The Evolution of the FCPA: Navigating the Japanese-African business environment

On 28 September 2015 the US Securities and Exchange Commission (SEC) issued a press release stating that the Japanese multinational conglomerate, Hitachi Ltd, had been charged with violating the Foreign Corrupt Practices Act (FCPA). Hitachi agreed to pay USD 19 million to settle the SEC charges which included the inaccurate recording of improper payments made to South Africa’s ruling political party, the African National Congress (ANC).

On the face of it Hitachi’s FCPA violation is nothing new; foreign company with poor internal controls pays politically-connected intermediary to secure contract. According to the SEC, Hitachi sold a 25% interest in its South African subsidiary to Chancellor House Holdings (Pty) Ltd., a company whose ultimate shareholding was held by the ANC. This allowed profits from power station contracts secured by Hitachi – using Chancellor House’s political influence – to be shared with the ANC backed company. Hitachi also paid a USD 1 million ‘success fee’ to Chancellor House which was inaccurately recorded in the company’s accounts as consulting fees. Despite the familiar pattern, both the nature and target of this SEC investigation indicates a changing regulatory focus.

> Extracted material:

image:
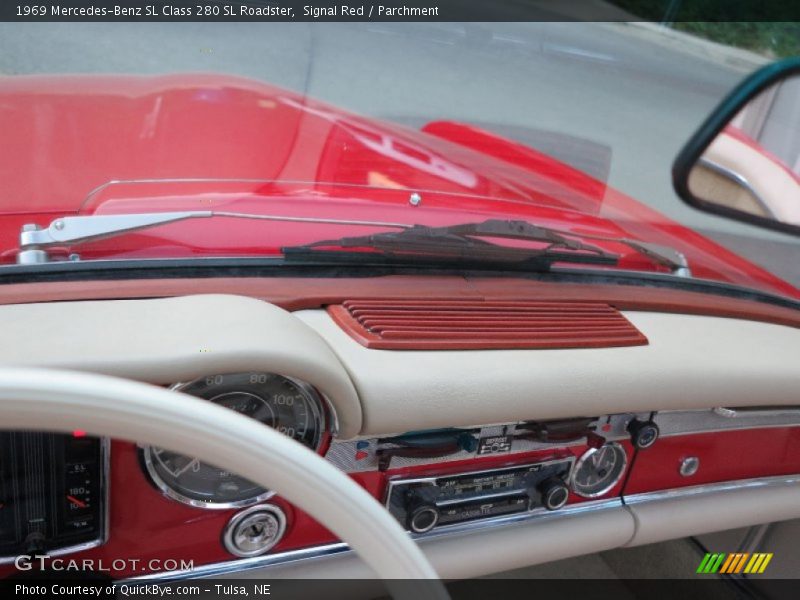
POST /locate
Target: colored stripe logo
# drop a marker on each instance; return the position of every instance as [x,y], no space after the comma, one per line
[737,562]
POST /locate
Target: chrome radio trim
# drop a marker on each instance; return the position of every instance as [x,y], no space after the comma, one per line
[105,494]
[539,509]
[340,548]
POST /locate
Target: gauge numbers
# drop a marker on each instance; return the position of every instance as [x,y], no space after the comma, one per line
[291,407]
[598,470]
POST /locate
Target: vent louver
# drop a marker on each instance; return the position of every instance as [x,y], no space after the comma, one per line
[483,324]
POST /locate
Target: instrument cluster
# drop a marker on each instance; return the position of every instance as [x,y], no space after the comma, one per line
[290,406]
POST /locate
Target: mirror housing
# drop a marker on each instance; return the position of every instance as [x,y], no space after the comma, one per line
[735,165]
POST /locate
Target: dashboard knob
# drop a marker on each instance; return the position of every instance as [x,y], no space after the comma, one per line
[554,493]
[422,517]
[643,433]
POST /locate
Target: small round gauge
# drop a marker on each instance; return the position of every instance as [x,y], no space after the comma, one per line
[290,406]
[598,470]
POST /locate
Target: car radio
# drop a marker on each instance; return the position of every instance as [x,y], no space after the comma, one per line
[425,503]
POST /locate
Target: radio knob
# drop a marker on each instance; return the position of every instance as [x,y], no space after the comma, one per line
[555,493]
[643,433]
[422,517]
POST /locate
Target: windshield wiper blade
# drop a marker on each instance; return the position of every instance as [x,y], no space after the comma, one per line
[461,243]
[66,231]
[454,242]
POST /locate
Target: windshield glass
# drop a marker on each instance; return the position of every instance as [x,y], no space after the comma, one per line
[568,126]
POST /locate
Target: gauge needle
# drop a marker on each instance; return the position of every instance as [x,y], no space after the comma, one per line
[76,502]
[187,467]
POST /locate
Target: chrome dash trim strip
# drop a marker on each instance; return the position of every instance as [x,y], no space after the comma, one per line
[710,488]
[688,422]
[317,552]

> Written request 1: Copy out each line of the entries that contains the string "radio".
> Written request 2: Extend the FCPA article past its final sentence.
The FCPA article and the entries were drawn from separate, unrelated sources.

> Right answer 1:
Target: chrome radio trim
Target: car radio
Target: radio knob

> Right answer 2:
The last ten years have seen a striking shift in tone from the US regulators who have adopted a more aggressive posture with respect to enforcing the provisions of the FCPA. The US authorities continue to target bribery offences committed outside the US through the use of more stringent investigative tactics and increased cooperation with other enforcement agents worldwide. The Hitachi case is illustrative of this new stance; often constrained by needing the relevant local governments to cooperate with them, on this occasion the SEC appears to have overcome the hurdle by enlisting the assistance of the African Development Bank’s Integrity and Anti-Corruption Department.

Moreover, this matter indicates the broadening sectorial scope of US regulatory interest. Previous FCPA enforcement actions have fallen within the oil and gas industry with the majority arising from West Africa; the Hitachi case is a first for South Africa and falls outside the extractive sector. Given that Japanese companies are increasingly involved across Africa, this change also represents heightened risks for their regional operations.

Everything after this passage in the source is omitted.